** START Material for this exercise **

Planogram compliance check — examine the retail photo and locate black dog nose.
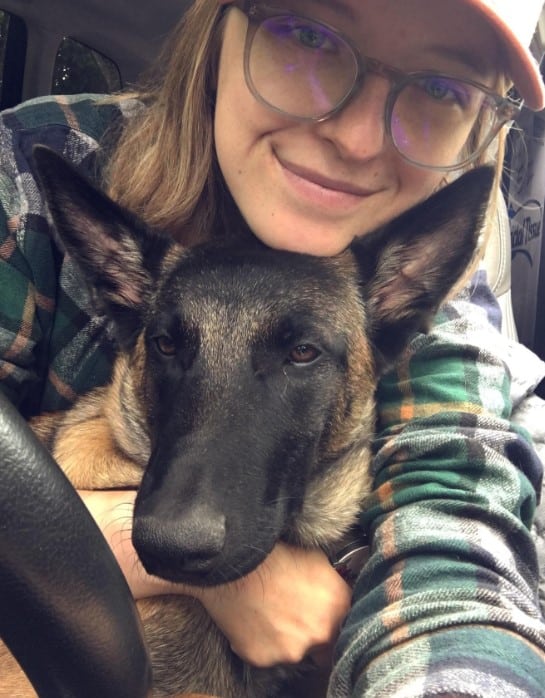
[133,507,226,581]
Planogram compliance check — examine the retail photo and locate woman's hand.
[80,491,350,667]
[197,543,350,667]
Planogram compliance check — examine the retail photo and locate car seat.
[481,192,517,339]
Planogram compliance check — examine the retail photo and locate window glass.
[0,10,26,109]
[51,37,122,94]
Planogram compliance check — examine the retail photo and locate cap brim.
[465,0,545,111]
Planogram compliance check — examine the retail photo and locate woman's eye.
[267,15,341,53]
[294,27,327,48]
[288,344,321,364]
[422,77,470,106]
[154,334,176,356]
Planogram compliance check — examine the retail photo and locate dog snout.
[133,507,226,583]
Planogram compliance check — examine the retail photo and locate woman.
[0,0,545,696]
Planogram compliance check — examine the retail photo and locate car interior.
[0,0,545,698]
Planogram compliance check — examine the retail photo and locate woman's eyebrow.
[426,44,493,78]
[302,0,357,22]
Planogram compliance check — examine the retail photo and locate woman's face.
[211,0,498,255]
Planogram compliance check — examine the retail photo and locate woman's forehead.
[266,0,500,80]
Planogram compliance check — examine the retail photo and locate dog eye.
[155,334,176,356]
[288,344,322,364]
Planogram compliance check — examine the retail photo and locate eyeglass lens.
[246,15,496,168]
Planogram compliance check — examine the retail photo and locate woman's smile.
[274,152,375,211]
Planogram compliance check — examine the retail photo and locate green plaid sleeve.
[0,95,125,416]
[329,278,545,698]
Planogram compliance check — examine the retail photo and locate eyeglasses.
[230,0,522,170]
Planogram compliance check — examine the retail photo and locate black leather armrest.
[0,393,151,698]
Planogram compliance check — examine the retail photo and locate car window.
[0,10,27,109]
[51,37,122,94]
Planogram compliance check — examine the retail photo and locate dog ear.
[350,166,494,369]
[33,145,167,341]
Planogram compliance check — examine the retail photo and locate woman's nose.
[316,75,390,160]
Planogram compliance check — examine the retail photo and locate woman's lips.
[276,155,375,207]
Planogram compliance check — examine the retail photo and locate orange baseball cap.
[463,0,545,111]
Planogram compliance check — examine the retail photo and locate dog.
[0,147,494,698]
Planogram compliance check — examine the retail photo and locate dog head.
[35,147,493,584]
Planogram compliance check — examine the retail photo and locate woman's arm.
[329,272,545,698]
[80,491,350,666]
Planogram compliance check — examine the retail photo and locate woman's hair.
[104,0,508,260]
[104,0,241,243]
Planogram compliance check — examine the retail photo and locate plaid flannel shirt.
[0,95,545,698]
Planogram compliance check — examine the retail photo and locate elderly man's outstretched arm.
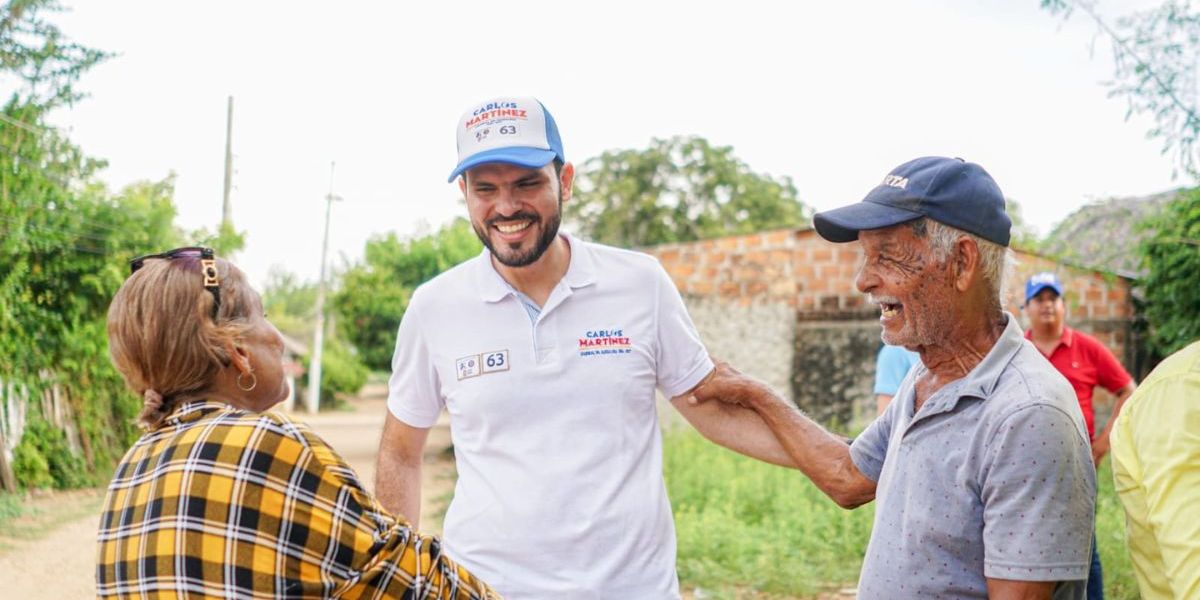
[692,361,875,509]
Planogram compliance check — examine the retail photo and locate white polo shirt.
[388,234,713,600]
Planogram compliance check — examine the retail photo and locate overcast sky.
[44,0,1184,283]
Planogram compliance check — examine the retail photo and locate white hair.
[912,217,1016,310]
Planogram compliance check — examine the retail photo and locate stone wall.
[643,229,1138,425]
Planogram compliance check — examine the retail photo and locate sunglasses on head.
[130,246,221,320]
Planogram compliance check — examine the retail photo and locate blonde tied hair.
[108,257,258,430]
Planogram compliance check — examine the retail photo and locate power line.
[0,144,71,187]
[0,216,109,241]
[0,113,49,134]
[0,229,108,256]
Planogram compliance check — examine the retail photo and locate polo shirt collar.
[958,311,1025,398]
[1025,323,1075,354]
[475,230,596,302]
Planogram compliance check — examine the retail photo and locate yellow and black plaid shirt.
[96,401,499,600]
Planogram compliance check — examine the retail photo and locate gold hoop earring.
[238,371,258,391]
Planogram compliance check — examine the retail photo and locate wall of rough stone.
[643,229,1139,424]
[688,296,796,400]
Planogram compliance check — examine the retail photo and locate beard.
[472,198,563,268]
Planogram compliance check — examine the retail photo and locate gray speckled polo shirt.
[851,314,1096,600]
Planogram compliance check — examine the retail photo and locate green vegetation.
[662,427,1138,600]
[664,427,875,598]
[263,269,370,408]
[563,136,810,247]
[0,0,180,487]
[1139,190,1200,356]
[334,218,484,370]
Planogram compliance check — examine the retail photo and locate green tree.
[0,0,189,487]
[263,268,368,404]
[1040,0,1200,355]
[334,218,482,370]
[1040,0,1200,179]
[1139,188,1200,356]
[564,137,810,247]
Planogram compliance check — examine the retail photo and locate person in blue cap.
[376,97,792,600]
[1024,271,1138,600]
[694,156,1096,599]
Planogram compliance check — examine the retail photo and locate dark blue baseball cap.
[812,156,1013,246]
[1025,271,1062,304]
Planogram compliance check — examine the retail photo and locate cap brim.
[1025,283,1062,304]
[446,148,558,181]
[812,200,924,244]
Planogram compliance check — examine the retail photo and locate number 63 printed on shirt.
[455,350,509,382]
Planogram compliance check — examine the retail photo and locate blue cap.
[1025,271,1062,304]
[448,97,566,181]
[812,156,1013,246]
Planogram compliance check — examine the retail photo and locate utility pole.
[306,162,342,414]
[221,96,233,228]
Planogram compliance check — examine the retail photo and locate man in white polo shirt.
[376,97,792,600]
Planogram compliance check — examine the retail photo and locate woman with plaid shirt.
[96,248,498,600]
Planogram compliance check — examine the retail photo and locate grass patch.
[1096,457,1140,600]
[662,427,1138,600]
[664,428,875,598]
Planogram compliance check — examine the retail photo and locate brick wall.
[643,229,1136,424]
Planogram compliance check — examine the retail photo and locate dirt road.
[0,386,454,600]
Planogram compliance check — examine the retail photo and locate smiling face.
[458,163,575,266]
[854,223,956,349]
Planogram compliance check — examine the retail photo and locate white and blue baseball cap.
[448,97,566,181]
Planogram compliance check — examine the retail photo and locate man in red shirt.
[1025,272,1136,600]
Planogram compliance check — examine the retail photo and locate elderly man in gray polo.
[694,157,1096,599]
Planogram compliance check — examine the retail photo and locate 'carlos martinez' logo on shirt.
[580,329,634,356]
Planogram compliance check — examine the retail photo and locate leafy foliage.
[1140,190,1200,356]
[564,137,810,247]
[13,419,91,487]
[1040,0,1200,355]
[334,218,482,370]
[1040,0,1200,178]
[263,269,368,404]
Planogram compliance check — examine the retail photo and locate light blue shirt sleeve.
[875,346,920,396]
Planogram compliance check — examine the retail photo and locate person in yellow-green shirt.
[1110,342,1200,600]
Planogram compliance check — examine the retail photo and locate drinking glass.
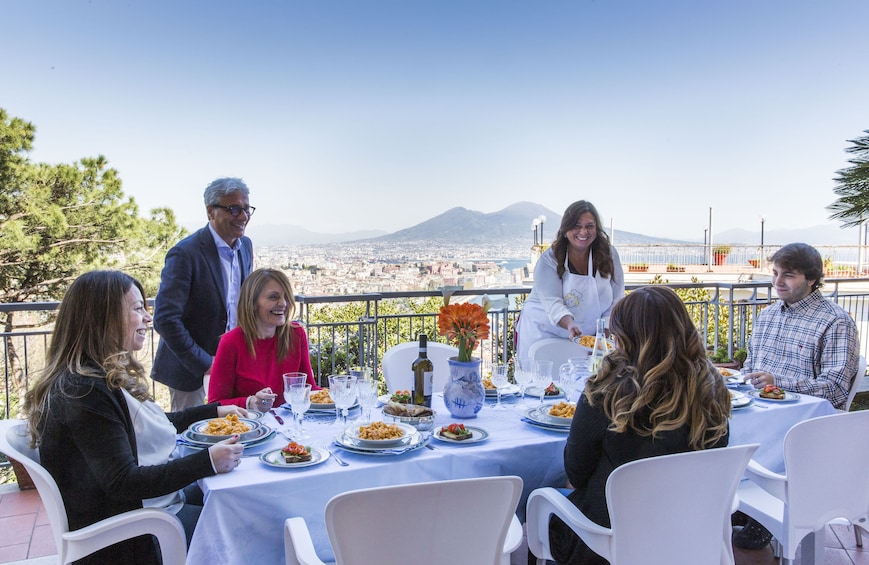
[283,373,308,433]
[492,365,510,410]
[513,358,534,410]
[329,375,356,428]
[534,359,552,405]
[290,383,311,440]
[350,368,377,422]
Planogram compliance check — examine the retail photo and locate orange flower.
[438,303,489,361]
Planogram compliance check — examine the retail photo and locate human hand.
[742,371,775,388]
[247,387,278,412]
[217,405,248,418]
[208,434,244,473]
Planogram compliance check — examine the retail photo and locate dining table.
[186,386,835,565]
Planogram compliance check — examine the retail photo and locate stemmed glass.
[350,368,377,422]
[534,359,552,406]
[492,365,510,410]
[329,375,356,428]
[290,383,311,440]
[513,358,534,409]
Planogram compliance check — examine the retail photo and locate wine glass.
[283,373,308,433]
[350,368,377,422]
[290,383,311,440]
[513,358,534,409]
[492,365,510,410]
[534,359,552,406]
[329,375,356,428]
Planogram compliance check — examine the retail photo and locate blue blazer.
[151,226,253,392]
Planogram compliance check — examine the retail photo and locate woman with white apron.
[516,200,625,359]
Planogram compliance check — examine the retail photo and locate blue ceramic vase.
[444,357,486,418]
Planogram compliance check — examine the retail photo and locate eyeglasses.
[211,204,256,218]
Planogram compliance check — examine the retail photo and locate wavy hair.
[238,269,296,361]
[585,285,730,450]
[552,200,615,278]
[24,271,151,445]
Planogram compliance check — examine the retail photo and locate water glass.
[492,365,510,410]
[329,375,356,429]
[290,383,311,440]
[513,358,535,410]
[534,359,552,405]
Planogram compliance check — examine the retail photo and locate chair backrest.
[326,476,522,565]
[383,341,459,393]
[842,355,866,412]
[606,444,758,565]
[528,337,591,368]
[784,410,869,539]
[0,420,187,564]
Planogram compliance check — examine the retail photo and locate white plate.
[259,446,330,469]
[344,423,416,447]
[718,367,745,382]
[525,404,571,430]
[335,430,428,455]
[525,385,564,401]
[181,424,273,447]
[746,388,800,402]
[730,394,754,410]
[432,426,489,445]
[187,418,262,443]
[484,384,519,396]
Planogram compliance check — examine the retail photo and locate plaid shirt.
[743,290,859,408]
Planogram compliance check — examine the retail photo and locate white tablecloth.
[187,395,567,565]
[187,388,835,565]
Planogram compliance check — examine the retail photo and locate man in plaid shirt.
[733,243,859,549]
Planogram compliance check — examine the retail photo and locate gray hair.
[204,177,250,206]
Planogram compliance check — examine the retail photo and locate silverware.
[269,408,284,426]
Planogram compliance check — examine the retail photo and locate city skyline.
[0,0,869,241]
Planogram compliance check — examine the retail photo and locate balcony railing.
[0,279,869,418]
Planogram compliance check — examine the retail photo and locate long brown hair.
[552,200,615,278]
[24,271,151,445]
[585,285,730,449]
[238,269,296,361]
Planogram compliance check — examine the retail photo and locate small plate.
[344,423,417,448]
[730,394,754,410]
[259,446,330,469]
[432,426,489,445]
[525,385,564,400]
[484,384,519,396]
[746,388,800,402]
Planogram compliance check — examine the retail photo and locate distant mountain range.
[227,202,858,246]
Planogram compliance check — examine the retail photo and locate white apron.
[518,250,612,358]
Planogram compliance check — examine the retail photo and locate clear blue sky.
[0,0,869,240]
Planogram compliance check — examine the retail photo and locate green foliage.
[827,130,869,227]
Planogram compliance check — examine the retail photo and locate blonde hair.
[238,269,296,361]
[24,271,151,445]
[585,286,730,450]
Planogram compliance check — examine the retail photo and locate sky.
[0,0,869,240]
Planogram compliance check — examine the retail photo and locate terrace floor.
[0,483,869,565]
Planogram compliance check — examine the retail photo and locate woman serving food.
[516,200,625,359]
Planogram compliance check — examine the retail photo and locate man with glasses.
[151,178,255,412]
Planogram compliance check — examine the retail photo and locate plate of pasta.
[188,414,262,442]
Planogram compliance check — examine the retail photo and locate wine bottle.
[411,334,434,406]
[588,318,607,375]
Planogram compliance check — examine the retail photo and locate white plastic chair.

** END Material for this exercise **

## Problem statement
Rewrite everything from the first item down to the line containing "[0,0,545,696]", keeping the wording of each item and shifting every bounding-box coordinate up by 108. Leave the pictures out.

## Result of this exercise
Planogram compliance check — examine the retail photo and locate black dog nose.
[241,615,334,689]
Planogram compliance check — examine the retail photo and locate woman's hand.
[188,599,458,775]
[305,651,458,775]
Planogram compliance check — examine the retail photo and locate car seat.
[589,300,625,447]
Planogram compliance check — examine the retail photo and locate window glass.
[108,118,134,217]
[159,145,230,202]
Planogram compliance check — examine the retail photo and locate cap brim.
[573,108,653,219]
Planogram compliance check — examine the retail photo and locate woman's eye.
[375,123,449,161]
[402,135,435,156]
[396,452,429,472]
[530,185,578,214]
[262,442,284,464]
Planogram compliance check — examine the retail photo and locate dog snout.
[241,615,334,691]
Planogram compliance check — examine the retail photo and locate woman.
[108,108,653,804]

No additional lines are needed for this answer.